(Excerpts of labeled region data)
*-*-*
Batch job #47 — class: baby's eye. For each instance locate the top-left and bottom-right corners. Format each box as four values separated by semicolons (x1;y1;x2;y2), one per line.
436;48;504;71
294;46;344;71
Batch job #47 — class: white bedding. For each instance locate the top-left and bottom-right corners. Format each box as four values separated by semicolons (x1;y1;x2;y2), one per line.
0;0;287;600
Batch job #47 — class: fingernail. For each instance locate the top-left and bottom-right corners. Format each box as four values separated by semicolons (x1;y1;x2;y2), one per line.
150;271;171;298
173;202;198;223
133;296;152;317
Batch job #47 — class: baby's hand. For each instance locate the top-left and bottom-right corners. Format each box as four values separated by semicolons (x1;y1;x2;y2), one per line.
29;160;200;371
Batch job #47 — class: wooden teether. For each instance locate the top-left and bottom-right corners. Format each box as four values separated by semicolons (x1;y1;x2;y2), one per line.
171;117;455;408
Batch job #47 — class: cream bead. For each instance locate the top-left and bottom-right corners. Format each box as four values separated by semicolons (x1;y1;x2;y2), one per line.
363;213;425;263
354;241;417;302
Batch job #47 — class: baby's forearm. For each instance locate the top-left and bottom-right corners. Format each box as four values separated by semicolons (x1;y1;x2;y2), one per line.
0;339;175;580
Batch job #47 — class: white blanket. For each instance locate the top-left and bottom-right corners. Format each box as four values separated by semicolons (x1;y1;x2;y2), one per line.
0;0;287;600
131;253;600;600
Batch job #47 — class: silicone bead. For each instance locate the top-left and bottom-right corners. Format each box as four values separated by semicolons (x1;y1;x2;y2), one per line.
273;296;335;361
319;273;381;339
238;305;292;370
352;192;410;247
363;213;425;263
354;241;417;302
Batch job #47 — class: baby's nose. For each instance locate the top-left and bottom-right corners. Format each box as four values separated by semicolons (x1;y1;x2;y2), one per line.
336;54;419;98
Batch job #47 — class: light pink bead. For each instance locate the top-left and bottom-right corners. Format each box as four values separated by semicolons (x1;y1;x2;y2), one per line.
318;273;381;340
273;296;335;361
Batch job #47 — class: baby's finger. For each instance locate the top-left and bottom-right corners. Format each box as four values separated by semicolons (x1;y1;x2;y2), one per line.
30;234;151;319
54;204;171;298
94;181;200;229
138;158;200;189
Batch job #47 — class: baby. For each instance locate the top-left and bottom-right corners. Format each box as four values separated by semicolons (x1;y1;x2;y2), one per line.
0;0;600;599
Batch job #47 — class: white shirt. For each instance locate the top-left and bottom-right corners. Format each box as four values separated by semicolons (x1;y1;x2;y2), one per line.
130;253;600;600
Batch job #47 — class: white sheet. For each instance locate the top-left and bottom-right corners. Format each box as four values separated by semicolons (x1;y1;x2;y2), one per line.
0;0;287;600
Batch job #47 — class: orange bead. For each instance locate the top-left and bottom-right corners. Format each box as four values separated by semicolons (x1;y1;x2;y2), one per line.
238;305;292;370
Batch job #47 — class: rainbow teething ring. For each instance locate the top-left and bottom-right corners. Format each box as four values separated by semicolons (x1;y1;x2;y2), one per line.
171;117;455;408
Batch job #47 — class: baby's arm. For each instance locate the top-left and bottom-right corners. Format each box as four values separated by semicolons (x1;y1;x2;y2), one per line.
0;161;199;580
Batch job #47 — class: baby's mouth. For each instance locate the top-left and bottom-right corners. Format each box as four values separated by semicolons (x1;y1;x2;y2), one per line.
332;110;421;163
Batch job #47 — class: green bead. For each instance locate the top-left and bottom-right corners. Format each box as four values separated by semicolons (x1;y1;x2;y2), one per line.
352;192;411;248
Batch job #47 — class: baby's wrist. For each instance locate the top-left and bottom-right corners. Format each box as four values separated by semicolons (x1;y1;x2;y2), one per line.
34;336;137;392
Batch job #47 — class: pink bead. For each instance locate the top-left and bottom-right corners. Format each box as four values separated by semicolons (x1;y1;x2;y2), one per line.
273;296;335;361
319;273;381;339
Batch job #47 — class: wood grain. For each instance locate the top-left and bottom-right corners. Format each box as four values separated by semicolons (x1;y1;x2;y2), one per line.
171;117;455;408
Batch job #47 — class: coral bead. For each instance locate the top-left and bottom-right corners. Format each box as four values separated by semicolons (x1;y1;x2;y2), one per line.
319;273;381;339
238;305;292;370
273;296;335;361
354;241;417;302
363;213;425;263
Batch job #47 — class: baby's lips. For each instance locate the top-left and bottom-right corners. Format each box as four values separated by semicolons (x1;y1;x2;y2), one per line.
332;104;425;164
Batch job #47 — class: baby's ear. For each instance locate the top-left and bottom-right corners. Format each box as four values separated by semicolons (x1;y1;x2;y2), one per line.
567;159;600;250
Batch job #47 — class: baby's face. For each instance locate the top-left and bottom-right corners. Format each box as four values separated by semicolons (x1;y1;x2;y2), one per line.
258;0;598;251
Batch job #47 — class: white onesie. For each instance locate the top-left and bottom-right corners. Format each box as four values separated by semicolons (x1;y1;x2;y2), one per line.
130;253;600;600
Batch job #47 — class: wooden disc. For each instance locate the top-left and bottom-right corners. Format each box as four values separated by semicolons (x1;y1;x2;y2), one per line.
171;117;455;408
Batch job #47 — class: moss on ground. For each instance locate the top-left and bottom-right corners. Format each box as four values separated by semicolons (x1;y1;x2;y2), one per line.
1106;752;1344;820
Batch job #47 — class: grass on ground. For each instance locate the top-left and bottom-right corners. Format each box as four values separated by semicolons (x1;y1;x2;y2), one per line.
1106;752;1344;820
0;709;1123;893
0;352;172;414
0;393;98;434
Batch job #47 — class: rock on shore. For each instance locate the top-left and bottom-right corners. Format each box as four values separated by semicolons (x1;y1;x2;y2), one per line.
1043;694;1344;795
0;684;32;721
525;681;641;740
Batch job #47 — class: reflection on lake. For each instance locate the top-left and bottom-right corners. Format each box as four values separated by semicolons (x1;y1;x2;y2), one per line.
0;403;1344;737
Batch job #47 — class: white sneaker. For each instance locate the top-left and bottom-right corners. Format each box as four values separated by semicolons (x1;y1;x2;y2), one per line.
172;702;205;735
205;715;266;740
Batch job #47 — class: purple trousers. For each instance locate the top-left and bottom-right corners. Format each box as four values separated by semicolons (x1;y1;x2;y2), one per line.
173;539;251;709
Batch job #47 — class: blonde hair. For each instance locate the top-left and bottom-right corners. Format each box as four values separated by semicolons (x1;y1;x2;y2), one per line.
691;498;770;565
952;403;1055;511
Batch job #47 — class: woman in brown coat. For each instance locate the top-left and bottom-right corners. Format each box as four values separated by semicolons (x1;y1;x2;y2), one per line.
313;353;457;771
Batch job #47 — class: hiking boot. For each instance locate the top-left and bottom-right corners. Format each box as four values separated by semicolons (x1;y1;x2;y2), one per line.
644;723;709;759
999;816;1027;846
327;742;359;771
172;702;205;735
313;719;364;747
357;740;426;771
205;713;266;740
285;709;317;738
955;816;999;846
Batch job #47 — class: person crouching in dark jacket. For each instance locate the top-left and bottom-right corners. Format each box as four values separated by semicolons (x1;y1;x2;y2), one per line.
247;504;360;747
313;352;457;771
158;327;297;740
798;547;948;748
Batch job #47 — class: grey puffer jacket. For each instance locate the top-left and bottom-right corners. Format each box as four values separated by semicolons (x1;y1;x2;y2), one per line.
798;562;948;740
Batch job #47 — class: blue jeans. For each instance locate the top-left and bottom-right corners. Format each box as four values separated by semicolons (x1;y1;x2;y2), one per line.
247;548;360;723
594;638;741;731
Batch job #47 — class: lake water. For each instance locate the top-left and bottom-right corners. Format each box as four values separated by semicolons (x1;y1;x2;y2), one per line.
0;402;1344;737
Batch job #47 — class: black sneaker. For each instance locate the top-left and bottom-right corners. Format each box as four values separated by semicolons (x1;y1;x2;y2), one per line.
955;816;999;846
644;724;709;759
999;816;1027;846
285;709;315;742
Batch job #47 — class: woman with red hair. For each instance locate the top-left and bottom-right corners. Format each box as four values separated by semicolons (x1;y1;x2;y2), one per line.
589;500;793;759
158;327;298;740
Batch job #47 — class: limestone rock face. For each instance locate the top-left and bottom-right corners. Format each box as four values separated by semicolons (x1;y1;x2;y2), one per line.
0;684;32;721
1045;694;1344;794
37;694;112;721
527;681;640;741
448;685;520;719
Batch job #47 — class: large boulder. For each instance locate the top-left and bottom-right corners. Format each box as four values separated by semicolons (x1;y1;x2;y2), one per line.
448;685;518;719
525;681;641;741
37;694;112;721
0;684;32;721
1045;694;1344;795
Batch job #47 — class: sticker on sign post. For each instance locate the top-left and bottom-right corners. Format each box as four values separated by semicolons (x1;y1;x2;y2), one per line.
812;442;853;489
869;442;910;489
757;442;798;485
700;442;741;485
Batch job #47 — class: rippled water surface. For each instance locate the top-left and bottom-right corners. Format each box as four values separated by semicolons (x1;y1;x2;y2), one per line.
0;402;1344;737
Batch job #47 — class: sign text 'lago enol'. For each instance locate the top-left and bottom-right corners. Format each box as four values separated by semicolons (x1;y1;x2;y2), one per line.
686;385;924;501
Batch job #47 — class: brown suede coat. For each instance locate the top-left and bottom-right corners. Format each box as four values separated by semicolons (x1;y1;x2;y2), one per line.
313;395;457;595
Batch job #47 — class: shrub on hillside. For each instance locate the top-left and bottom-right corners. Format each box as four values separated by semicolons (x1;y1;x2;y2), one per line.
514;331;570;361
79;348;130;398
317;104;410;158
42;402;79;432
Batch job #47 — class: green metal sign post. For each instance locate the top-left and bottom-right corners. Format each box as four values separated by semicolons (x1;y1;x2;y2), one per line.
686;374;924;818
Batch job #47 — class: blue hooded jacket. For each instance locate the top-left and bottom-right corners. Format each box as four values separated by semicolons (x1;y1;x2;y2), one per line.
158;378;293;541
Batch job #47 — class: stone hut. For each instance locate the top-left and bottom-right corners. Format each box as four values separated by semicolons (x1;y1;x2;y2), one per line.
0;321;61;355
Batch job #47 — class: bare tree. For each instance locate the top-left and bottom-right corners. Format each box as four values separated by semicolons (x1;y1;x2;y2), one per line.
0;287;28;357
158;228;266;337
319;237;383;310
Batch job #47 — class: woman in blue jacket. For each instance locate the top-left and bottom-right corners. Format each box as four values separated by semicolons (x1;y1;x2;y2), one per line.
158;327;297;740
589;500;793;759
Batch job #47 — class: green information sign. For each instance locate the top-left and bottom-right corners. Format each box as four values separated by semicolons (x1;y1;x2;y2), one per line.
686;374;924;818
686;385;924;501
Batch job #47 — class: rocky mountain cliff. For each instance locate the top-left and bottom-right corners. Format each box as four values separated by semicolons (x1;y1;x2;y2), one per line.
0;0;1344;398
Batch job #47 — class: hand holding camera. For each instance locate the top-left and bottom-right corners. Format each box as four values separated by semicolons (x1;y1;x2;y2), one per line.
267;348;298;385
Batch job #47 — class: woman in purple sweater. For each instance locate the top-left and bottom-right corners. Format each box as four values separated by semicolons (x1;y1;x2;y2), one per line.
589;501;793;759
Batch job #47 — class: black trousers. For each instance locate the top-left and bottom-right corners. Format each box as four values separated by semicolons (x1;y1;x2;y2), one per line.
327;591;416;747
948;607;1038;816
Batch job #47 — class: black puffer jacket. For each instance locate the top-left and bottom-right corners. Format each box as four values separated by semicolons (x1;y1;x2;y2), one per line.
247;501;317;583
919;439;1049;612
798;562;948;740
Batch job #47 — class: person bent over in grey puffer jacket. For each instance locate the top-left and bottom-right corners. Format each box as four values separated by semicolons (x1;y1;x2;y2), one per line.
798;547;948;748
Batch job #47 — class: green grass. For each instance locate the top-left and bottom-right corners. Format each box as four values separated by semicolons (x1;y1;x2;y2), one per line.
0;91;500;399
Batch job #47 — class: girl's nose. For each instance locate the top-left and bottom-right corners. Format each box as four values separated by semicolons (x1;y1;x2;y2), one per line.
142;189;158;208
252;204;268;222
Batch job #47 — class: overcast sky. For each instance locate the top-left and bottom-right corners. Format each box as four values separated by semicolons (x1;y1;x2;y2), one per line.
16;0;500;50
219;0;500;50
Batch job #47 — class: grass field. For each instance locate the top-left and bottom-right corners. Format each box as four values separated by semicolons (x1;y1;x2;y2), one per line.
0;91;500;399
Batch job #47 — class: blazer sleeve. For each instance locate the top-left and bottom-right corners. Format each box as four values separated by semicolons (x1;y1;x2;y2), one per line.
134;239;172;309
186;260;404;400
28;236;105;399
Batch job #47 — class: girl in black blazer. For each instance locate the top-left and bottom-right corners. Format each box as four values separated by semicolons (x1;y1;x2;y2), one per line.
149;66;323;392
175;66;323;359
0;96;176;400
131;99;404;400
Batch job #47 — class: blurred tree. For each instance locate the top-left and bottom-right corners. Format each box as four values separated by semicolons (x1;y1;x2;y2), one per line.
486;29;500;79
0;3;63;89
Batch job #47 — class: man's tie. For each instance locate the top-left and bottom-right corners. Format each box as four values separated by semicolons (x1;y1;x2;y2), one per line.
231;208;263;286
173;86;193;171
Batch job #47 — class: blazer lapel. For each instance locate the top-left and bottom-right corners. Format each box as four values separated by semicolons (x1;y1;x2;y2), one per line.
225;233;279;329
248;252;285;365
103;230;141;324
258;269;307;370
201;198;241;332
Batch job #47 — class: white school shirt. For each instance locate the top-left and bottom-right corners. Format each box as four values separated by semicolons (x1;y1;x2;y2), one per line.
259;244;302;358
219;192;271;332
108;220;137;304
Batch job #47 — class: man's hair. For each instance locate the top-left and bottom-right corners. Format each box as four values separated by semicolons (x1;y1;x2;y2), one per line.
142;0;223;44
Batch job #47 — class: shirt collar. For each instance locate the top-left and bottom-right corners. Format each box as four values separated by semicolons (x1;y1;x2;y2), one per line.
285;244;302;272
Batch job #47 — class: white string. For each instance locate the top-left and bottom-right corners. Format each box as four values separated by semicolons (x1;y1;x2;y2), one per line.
*-*-*
[WHAT TO DO] Please rewrite the stretch from the line containing "Batch job #47 — class: white blanket." through the line containing "131;253;600;600", putting "cream blanket" in place of "white blanket" and leaving everything else unchanged.

[ANSWER TO THE PROBLEM]
Batch job #47 — class: cream blanket. For each instance locate the top-left and bottom-right corners. Format each box as four values separated by semicolons (x1;y1;x2;y2), one per line.
0;0;287;600
131;253;600;600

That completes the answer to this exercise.